**INSTRUCTIONS TO FOLLOW:** Resume the passage on the fear of missing out, continuing directly after its final sentence.
-- START TEXT PROVIDED --
Fear of Missing Out (FOMO) is one of the most subtle and devastating psychological biases for me.

There is SO MUCH out there that based on sheer capacity alone, you have to miss out of on 99.9% of it.
Yet, it’s so easy to get caught in the game of trying to expand capacity.

Without recognizing the absurdity of it, we often ask – how can I go from experiencing .1% to .3%? How can I get more done?

Of course, that’s absolutely missing the point.

The point is to accept that you can only experience .1% and figure out exactly what you want that .1% to be.

Having too much to do and too many opportunities shouldn’t be stressful. It should be joyful. It should be a source of gratitude. It lets you operate from an abundance mindset. It forces you to prioritize what’s really important.

There’s a story in Poor Charlie’s Almanack of Charlie Munger buying a tennis ball machine for his summer house.

Everyday for an entire summer, all he did was practice putting away volley winners from 3ft behind the net.
-- END TEXT PROVIDED --
-- START MATERIAL SHOWN --
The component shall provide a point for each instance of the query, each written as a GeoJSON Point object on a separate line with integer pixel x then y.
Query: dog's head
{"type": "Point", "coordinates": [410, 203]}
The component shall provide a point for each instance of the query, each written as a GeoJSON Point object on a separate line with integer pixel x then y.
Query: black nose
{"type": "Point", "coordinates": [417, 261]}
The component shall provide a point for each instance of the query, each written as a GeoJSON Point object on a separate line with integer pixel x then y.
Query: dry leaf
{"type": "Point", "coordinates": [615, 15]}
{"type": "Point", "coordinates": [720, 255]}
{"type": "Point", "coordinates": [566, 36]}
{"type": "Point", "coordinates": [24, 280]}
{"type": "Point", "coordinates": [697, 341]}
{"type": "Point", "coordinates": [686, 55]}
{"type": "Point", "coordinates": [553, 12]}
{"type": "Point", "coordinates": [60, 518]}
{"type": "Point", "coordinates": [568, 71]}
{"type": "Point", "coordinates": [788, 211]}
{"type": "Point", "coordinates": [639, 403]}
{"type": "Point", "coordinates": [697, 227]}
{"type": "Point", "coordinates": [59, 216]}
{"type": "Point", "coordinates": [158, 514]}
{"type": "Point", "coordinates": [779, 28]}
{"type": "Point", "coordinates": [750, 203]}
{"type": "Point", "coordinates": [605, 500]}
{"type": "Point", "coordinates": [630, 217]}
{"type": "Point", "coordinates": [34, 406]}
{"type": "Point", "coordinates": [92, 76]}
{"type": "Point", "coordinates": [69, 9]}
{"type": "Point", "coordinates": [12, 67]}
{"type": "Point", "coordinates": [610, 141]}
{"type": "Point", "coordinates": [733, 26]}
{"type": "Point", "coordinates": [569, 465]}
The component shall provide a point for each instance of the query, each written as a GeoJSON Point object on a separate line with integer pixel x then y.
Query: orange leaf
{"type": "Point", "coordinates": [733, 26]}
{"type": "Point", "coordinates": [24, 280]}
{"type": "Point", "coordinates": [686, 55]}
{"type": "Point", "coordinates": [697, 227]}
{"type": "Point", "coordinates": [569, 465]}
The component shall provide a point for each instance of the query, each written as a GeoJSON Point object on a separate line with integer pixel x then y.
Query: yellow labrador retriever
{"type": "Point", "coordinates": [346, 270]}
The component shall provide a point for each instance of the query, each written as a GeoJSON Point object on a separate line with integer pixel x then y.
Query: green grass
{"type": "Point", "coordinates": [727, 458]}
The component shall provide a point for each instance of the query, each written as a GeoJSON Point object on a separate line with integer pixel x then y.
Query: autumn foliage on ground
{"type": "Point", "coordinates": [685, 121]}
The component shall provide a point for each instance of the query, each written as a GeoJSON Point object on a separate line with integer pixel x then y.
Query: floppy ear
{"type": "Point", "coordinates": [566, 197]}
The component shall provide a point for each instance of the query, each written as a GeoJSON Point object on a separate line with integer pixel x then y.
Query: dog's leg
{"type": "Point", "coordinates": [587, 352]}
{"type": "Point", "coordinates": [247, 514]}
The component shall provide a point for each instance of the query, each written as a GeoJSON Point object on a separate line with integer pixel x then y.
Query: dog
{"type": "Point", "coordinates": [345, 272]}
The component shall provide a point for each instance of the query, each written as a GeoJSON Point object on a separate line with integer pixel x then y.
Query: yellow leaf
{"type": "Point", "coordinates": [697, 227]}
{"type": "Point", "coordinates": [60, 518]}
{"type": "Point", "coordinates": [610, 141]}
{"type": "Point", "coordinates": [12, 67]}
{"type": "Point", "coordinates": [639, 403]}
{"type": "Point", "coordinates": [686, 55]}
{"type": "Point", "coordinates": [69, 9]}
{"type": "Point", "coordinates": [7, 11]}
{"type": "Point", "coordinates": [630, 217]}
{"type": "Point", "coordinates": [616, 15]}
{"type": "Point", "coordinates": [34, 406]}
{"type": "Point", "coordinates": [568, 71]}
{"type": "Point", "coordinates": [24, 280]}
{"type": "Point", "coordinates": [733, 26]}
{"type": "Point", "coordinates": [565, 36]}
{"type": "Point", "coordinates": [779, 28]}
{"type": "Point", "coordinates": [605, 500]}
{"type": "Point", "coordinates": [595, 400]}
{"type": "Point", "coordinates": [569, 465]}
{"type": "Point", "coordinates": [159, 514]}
-- END MATERIAL SHOWN --
**IN RESPONSE:**
That’s it.
No rallying. No forehands. No backhands.

He figured out the one thing that would make him effective in his doubles matches and spent all his attention and energy focusing on it.

He employed the same strategy at Berkshire Hathaway. According to Munger, 80% of BH is directly attributable to 5 deals. That’s 1 big deal per decade to get to $143 Billion. They took more shots than that, but still at a rate of only 1-2 deals per year.

A line from a country song expresses our feeling about new ventures, turnarounds, or auction-like sales: “When the phone don’t ring, you’ll know it’s me.” –  From Berkshire Hathaway’s acquisition criteria

Charlie taught this principle in an investment class by asking all the students to imagine they had a punch card with 20 hole punches. Once they punched all 20, their career was over.

How much more careful would they be?

It’s easy to nod your head in agreement as you read that. To have that level of patience and prudence on a daily and hourly basis is something else entirely. It’s a skill that has to be cultivated.

There’s an innate human tendency to take either small or bad opportunities too often. This is a Lollapalooza effect caused by a combination of the planning fallacy, a fear of social rejection, and FOMO (among others).

Our generation will not be defined by what we say yes to, but what we say no to.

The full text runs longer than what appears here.